Collected data entries ::

● ● ● ● ● ● ●

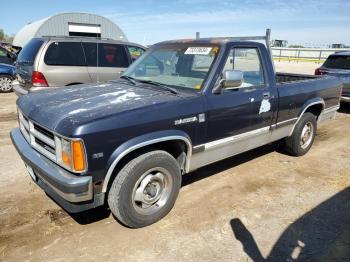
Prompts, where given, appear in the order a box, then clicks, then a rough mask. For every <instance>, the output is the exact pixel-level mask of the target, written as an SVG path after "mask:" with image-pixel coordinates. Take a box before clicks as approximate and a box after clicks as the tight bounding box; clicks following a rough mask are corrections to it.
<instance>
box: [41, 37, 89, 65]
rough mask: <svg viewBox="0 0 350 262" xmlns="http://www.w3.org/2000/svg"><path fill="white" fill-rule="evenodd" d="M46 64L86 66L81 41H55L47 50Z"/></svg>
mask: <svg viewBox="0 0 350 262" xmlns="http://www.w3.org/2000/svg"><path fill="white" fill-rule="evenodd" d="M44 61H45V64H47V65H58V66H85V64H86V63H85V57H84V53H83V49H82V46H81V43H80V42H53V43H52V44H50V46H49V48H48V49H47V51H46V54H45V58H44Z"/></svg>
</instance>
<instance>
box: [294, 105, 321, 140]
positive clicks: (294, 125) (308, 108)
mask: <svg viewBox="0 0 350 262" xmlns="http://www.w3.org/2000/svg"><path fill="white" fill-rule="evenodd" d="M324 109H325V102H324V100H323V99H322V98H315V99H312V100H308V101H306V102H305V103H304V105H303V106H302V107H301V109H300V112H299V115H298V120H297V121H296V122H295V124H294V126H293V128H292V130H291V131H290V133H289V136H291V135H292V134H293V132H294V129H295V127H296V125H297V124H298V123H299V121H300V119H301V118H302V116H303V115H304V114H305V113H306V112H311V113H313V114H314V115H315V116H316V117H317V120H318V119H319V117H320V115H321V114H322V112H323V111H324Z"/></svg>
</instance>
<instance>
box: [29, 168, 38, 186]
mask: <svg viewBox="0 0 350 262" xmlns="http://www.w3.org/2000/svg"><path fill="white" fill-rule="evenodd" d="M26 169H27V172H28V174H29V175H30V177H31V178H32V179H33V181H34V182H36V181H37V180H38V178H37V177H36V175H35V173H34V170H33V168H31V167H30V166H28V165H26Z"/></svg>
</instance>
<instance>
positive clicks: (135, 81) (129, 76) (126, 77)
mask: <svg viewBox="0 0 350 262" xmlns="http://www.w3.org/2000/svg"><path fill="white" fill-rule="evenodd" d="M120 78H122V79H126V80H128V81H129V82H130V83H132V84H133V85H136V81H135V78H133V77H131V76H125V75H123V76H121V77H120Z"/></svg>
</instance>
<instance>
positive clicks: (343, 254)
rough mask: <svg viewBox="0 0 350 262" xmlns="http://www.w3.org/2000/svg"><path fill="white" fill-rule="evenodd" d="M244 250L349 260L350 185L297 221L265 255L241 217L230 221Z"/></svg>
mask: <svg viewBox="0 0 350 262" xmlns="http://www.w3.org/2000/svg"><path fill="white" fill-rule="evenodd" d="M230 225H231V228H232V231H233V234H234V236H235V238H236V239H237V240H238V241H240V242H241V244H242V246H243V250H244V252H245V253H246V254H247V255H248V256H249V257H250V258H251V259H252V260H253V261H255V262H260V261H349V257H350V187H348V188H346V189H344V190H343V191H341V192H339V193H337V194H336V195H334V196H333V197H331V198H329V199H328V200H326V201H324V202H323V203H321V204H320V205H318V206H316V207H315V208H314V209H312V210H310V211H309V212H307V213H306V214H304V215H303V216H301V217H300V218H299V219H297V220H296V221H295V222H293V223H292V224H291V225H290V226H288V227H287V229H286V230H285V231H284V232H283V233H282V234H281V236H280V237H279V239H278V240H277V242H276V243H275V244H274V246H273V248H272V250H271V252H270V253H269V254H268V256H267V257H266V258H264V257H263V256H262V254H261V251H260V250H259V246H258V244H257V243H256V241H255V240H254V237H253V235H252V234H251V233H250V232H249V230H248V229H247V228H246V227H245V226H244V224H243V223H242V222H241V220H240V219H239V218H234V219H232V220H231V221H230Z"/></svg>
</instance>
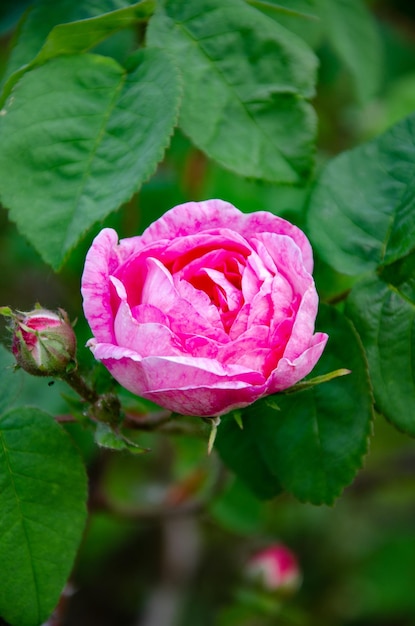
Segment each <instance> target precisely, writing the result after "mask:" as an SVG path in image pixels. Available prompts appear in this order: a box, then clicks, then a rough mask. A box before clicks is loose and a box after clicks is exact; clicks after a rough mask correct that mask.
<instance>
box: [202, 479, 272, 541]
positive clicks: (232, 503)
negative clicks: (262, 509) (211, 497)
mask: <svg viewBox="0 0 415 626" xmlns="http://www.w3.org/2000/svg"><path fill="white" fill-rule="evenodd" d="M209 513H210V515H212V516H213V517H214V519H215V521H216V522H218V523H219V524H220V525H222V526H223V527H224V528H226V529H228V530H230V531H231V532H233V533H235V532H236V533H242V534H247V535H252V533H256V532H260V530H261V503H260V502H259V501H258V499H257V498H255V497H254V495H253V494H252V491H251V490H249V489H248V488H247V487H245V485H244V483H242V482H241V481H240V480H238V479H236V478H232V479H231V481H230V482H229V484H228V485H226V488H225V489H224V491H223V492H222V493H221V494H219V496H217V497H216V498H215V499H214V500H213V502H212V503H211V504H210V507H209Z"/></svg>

● ● ● ● ● ● ●

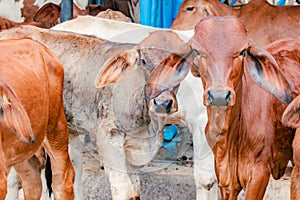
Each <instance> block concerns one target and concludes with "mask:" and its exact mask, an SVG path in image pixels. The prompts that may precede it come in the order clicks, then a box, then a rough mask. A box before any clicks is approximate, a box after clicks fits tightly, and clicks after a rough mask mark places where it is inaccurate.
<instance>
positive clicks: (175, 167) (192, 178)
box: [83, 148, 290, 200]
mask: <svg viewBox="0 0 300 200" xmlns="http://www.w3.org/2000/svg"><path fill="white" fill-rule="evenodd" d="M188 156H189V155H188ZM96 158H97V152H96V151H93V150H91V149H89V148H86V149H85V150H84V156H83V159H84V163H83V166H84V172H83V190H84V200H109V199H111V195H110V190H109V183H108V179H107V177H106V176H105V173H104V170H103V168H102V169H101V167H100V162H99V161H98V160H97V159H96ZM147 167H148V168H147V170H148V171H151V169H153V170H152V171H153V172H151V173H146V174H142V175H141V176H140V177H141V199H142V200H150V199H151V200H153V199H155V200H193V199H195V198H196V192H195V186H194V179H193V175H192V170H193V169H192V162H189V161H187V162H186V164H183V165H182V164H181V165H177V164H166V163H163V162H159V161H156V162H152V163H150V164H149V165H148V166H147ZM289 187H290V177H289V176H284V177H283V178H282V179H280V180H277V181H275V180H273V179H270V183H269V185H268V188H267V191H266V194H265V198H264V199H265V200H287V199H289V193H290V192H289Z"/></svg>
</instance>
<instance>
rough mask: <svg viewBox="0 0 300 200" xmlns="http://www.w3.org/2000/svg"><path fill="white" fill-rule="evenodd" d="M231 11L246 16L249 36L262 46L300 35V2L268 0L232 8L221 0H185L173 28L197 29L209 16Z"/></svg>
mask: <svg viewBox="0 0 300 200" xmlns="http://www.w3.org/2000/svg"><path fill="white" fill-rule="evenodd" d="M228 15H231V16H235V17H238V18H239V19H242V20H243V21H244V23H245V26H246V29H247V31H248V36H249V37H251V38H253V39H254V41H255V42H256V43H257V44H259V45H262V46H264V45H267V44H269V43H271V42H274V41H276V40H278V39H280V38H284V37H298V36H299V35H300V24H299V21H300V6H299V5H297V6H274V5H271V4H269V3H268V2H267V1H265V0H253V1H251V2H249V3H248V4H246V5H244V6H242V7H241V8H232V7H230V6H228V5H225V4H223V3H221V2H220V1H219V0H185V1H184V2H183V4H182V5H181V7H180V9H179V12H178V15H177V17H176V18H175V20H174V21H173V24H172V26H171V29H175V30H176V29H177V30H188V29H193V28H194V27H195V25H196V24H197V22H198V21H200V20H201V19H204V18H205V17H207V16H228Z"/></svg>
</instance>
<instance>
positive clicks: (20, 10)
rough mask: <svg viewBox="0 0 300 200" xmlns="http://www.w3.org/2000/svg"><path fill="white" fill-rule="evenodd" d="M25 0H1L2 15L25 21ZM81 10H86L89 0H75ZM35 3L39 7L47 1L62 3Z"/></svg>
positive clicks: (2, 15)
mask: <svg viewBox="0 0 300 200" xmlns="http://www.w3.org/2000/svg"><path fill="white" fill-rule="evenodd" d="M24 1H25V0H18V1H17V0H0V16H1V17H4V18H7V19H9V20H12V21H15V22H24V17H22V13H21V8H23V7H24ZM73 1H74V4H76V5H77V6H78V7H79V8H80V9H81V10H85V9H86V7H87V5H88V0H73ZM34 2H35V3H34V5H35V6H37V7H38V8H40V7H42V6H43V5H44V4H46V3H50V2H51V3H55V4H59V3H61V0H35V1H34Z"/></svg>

● ● ● ● ● ● ●

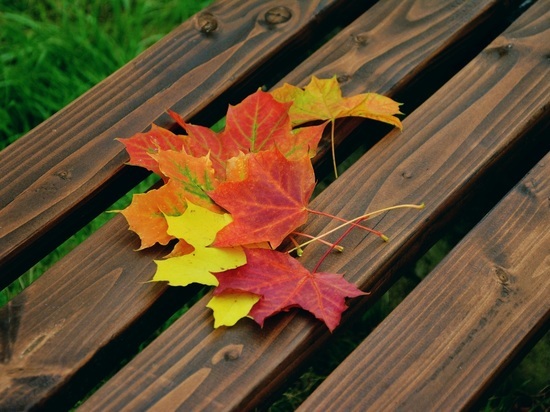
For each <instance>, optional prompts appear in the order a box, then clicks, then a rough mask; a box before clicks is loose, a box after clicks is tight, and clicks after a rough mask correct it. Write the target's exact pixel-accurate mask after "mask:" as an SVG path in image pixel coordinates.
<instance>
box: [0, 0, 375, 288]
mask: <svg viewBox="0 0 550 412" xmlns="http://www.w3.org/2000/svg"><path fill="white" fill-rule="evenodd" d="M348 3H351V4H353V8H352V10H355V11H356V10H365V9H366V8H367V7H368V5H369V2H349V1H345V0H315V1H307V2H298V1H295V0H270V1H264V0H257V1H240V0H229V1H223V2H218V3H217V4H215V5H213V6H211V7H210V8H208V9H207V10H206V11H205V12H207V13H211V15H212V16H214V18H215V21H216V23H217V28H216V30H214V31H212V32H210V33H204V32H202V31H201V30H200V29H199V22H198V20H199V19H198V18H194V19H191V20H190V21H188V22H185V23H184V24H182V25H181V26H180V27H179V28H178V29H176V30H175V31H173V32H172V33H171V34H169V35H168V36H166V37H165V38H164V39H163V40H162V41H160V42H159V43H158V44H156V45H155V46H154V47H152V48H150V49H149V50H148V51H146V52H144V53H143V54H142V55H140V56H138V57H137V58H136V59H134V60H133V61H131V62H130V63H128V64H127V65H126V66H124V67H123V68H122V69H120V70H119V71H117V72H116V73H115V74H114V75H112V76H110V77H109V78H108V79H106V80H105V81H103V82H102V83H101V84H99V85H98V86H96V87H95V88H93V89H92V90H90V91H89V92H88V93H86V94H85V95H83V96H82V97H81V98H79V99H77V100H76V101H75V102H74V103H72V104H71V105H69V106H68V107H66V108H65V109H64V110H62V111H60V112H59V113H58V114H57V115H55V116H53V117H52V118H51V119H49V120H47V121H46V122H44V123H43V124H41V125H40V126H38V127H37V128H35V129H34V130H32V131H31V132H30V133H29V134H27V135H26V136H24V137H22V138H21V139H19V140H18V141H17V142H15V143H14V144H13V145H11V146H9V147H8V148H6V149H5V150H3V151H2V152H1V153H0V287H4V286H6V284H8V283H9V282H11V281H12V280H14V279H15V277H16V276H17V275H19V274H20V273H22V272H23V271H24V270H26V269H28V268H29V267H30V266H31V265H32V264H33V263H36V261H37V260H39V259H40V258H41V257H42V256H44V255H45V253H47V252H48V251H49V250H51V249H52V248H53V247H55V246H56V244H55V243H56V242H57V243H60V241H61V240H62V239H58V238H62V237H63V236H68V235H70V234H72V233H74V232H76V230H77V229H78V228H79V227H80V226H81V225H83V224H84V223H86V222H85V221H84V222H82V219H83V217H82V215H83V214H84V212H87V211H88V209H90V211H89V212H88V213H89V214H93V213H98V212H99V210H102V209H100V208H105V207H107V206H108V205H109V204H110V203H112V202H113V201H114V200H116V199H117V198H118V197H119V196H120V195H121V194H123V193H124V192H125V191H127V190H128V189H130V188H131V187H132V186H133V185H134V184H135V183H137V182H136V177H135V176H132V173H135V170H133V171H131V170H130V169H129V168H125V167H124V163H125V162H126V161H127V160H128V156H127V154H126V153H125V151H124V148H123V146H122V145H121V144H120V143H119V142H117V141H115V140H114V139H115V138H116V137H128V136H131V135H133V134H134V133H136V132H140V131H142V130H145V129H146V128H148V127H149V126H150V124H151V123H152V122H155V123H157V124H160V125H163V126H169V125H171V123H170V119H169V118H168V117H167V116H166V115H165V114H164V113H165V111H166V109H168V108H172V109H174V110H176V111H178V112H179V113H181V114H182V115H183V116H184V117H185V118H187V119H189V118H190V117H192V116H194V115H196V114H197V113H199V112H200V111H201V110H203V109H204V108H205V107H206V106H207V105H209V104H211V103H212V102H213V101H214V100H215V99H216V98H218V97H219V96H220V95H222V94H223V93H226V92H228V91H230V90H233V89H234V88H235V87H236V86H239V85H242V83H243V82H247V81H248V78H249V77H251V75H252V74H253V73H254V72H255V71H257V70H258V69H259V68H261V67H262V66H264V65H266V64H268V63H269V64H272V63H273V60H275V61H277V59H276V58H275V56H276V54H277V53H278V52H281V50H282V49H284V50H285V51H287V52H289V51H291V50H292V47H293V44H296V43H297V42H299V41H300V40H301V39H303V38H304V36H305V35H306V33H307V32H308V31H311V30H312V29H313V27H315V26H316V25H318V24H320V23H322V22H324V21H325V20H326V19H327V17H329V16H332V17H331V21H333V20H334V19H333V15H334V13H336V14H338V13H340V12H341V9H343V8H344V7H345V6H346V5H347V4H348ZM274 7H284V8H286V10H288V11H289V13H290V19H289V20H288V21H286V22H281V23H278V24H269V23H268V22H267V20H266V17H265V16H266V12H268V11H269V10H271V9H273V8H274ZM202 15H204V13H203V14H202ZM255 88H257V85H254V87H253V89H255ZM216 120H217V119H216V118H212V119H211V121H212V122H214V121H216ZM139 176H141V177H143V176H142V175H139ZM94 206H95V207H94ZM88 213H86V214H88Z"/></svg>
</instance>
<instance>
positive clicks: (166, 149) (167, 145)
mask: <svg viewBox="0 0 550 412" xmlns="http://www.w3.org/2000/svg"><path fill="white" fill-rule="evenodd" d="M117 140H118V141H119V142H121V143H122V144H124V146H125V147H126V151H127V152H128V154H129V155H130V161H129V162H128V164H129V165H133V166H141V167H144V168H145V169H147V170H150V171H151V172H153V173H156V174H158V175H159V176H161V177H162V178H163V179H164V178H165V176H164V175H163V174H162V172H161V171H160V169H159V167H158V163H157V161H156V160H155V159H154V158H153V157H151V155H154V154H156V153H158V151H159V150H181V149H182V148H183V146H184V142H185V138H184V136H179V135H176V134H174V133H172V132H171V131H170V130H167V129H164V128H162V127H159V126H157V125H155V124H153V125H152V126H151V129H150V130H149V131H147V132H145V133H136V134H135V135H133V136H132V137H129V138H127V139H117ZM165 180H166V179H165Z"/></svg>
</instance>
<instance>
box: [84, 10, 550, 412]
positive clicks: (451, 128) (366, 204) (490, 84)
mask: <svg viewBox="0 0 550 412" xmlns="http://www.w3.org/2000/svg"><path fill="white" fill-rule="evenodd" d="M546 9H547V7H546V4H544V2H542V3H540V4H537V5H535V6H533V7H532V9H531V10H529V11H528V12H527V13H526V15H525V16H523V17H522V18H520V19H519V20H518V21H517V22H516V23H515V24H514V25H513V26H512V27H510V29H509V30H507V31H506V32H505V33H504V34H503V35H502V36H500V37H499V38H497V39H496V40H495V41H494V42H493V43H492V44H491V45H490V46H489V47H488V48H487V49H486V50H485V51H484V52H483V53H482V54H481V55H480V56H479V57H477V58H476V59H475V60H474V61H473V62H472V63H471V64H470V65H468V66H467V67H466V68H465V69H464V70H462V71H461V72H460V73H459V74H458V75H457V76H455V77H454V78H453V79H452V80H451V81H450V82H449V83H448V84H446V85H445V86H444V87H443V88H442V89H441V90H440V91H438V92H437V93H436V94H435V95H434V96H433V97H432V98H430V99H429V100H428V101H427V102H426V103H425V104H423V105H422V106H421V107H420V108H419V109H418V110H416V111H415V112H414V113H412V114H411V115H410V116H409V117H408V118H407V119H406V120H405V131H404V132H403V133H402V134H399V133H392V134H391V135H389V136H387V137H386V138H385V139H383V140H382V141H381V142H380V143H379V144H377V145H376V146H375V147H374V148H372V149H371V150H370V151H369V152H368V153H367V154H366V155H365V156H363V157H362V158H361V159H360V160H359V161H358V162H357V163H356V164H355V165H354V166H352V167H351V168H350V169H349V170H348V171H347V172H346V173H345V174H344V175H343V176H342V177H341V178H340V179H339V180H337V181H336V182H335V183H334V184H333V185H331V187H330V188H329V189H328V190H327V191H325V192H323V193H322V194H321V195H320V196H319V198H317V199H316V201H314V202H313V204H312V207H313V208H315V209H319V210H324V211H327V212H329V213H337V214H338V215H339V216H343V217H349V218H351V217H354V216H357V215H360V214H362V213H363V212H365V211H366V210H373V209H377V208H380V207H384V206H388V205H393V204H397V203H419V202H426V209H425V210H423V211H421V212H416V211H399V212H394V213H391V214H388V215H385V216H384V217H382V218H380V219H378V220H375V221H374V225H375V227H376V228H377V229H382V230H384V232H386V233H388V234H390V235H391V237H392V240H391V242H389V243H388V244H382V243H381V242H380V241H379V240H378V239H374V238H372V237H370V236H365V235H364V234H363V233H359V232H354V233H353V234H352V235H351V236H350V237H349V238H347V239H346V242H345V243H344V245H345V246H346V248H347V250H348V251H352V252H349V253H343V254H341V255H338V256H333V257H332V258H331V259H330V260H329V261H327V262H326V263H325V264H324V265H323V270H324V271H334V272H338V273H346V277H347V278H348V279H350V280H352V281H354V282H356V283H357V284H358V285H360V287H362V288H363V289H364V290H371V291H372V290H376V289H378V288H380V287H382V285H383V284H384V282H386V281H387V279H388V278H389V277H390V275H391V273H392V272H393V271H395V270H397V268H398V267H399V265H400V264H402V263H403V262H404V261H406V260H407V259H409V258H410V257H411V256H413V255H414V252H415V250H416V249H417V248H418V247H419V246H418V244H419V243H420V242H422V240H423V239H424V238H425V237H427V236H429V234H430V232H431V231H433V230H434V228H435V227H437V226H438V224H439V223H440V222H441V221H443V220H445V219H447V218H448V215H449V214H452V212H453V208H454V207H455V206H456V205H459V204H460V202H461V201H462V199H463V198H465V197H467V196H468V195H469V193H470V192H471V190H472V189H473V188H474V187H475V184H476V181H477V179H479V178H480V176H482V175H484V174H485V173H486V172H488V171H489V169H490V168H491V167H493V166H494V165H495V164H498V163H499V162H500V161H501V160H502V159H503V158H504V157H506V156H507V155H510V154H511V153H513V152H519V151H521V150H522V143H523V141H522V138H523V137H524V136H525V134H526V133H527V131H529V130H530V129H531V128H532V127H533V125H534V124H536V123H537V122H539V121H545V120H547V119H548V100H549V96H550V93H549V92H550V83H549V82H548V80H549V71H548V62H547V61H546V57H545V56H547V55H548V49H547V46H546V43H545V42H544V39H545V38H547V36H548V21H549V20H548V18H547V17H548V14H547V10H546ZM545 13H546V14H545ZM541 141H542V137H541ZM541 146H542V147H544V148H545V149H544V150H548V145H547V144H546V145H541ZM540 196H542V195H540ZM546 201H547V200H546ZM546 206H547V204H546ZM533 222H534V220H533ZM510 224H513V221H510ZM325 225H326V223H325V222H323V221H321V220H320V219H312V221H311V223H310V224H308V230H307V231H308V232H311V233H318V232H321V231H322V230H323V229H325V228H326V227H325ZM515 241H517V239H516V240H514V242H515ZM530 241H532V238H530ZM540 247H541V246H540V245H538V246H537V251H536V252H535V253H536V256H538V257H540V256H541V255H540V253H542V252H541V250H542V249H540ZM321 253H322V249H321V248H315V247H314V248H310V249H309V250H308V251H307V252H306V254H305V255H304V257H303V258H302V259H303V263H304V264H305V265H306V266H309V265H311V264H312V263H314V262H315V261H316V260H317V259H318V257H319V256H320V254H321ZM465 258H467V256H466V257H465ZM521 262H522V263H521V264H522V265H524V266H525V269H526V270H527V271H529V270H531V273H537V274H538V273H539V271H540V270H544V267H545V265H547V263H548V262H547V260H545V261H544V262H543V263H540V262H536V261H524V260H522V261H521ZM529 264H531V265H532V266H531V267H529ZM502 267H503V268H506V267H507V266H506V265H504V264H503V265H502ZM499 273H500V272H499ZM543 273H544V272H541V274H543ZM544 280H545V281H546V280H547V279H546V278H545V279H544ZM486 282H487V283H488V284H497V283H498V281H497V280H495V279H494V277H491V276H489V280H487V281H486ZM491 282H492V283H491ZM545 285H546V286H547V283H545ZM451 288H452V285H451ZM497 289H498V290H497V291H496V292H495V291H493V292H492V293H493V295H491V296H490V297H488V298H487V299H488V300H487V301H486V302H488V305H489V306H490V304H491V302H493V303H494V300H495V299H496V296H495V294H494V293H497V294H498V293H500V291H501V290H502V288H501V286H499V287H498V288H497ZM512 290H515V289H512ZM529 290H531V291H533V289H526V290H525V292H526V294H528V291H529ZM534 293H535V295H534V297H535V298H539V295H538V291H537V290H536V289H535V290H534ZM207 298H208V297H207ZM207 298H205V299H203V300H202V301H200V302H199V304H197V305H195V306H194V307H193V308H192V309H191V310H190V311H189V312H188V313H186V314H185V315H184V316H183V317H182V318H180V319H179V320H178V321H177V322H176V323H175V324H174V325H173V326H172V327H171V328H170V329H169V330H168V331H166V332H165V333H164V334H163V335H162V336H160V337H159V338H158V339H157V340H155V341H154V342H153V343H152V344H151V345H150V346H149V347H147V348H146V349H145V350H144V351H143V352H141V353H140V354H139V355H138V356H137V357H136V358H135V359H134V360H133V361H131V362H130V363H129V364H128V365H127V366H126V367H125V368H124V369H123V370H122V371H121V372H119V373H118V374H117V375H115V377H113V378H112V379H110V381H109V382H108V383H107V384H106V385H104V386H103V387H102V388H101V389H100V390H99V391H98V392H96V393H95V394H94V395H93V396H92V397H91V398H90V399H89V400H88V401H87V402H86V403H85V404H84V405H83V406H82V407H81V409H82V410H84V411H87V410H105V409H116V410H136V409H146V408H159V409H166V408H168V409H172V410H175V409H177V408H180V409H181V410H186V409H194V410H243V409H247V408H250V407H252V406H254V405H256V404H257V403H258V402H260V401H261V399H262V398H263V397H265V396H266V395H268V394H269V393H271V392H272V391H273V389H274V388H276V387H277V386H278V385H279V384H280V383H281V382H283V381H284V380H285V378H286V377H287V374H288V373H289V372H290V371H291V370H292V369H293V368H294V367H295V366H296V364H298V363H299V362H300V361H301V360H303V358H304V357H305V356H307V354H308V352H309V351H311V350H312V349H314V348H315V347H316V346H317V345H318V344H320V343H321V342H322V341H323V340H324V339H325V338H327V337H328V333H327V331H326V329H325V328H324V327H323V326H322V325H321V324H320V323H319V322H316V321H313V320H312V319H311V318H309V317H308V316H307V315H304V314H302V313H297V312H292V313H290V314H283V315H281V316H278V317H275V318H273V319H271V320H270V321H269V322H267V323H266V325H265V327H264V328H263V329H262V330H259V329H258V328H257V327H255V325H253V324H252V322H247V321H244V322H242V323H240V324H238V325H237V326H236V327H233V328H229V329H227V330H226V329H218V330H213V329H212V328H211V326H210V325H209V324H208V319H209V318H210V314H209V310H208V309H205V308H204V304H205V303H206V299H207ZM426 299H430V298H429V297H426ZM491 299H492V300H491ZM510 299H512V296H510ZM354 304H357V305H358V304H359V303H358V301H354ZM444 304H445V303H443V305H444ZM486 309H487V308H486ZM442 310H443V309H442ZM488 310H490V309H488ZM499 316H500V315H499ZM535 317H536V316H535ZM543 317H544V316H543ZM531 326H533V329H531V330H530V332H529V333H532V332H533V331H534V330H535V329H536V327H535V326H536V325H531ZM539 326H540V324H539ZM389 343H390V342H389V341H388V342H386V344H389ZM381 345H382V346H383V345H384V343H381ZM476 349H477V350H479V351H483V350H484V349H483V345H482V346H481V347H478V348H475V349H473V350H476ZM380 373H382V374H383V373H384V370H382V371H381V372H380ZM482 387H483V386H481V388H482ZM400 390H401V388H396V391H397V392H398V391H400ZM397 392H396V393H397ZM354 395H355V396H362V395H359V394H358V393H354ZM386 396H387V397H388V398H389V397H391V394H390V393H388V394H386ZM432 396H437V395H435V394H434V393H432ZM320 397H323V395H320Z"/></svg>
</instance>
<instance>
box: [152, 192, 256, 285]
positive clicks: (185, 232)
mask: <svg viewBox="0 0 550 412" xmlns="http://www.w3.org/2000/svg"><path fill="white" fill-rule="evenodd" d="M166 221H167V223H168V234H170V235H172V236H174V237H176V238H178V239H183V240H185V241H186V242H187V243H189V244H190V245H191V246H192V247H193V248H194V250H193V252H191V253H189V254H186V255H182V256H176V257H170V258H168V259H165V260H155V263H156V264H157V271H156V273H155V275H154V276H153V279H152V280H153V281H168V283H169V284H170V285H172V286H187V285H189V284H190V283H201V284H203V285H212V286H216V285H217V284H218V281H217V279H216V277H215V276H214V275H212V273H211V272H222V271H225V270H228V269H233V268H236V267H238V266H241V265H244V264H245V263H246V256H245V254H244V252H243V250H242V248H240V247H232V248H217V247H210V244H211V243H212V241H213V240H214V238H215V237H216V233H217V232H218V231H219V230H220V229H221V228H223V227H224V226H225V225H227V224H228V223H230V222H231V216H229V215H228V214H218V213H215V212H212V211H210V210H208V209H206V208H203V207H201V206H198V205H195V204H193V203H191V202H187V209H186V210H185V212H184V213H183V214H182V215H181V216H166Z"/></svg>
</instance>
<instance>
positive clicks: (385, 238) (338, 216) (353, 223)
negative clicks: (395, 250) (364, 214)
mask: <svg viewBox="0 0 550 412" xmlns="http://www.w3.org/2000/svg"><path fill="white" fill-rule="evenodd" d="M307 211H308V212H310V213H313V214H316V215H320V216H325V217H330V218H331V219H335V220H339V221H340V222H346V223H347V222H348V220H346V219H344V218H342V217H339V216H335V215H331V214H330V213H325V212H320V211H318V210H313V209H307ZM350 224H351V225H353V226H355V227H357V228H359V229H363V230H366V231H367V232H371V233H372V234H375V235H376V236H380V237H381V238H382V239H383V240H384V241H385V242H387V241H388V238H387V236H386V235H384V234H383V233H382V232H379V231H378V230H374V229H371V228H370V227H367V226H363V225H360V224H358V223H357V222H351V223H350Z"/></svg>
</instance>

● ● ● ● ● ● ●

WHAT NEEDS TO BE DONE ::
Write down how many lines of the data above contain the string "where", and include nothing besides that number.

SOLUTION TO THIS TASK ::
2